About this task: Examine each line of the data. Copy those that contain the string "shirt".

Data excerpts:
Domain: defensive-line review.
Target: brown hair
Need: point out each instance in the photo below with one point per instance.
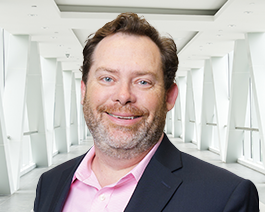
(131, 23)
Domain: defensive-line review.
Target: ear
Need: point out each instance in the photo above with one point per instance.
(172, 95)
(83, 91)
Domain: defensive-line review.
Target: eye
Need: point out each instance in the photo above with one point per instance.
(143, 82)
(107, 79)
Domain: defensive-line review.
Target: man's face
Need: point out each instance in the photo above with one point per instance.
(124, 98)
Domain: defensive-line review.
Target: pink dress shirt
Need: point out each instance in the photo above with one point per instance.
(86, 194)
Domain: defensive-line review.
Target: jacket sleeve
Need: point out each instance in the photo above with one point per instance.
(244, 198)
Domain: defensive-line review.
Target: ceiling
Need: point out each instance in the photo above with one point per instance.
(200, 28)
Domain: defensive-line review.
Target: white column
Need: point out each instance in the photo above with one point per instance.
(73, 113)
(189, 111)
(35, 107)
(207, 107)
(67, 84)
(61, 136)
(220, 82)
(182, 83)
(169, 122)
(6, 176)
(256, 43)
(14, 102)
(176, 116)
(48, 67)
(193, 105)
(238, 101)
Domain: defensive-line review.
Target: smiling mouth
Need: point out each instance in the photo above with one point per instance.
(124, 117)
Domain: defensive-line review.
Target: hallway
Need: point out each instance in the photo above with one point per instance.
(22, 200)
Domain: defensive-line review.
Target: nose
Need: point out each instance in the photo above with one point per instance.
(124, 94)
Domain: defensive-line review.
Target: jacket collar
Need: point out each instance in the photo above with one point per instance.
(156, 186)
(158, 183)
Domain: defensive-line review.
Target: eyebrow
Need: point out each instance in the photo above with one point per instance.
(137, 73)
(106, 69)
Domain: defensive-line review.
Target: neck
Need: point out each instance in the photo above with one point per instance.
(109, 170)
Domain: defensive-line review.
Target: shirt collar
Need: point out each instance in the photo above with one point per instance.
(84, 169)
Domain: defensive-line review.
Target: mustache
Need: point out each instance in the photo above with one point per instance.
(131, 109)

--

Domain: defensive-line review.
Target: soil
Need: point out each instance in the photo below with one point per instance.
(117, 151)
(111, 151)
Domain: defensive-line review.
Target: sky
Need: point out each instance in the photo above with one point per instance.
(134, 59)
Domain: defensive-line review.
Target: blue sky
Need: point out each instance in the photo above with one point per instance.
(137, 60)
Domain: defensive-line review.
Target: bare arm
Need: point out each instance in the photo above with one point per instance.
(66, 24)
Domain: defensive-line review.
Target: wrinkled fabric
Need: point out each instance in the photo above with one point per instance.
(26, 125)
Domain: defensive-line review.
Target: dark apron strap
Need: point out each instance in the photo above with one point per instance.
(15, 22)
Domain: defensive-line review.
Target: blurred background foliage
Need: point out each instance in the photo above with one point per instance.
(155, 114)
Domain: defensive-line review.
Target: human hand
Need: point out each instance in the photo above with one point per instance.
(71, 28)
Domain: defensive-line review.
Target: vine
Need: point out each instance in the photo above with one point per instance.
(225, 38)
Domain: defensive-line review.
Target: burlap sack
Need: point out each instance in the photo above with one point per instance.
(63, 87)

---

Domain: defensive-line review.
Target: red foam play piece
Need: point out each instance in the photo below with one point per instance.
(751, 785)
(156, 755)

Answer:
Target: pink dress shirt
Target: shirt collar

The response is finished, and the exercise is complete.